[Opening SOURCE DATA section]

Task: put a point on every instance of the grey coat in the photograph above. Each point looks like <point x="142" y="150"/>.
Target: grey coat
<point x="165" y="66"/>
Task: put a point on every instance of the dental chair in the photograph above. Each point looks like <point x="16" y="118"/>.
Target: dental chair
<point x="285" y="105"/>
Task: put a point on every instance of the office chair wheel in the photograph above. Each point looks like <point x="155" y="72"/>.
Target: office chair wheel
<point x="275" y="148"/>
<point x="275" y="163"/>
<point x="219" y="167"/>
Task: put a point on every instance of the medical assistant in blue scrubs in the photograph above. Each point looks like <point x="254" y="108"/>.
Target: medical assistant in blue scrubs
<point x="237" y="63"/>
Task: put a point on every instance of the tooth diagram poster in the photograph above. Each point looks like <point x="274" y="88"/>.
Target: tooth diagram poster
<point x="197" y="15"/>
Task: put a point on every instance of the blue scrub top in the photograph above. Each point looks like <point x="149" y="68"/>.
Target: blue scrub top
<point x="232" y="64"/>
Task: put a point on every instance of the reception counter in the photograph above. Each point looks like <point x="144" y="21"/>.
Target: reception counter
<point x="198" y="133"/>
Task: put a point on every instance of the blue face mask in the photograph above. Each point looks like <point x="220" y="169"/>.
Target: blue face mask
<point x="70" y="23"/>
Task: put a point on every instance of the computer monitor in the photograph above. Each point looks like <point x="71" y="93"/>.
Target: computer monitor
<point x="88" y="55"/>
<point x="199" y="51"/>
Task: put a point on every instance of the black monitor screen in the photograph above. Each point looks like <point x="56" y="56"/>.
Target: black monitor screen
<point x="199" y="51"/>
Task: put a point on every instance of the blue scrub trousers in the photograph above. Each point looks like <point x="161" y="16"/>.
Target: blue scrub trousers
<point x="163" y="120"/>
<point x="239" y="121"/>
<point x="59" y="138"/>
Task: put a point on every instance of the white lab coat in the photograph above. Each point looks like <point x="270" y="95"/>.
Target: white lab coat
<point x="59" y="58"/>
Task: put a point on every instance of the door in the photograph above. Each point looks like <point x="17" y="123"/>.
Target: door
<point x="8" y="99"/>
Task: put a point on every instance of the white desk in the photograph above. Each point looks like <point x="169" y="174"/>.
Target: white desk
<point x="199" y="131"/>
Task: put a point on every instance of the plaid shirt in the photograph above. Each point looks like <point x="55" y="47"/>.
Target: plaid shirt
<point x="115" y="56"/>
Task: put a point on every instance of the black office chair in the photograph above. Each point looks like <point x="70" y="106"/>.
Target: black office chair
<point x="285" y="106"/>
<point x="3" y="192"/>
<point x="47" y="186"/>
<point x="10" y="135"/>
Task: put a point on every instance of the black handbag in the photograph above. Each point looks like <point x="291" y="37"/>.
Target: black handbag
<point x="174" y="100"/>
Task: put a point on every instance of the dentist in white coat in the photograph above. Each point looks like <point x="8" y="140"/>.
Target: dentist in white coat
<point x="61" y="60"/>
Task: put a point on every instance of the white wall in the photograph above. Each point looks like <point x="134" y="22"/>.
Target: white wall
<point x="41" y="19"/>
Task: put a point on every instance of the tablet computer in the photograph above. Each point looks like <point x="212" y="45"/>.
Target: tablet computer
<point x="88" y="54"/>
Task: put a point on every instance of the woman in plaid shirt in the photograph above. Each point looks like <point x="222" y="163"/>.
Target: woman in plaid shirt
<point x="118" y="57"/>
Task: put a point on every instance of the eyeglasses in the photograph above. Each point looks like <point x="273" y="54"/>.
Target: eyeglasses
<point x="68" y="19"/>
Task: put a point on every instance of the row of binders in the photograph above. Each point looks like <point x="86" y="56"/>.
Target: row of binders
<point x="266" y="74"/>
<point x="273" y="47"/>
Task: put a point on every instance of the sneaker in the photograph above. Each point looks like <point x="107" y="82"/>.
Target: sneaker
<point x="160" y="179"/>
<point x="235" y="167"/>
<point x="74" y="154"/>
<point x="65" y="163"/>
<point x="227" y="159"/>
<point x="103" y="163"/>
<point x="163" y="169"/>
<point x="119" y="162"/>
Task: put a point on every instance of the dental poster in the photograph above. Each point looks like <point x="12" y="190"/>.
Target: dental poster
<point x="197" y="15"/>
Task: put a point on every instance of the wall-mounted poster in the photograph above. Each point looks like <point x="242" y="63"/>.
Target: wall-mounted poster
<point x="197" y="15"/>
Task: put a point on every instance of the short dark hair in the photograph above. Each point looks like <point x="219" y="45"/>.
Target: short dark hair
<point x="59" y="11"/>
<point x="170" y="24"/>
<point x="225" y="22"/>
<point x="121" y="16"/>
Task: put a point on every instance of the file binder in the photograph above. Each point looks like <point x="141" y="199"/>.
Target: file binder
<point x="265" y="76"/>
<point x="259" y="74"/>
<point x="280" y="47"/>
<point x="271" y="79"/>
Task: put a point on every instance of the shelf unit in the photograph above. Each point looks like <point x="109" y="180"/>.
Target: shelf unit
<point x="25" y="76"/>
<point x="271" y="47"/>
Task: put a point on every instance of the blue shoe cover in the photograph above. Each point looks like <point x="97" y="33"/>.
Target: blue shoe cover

[Closing SOURCE DATA section]

» WHAT YOU SHOULD DO
Within the records above, the line carrying "Target: shelf unit" starts the range and the last line ends it. Set down that range exactly.

» ANSWER SPACE
Target: shelf unit
<point x="25" y="76"/>
<point x="271" y="47"/>
Task: put a point on every instance of the blue shoe cover in the photograph above. Each point looks like <point x="97" y="33"/>.
Target: blue shoe cover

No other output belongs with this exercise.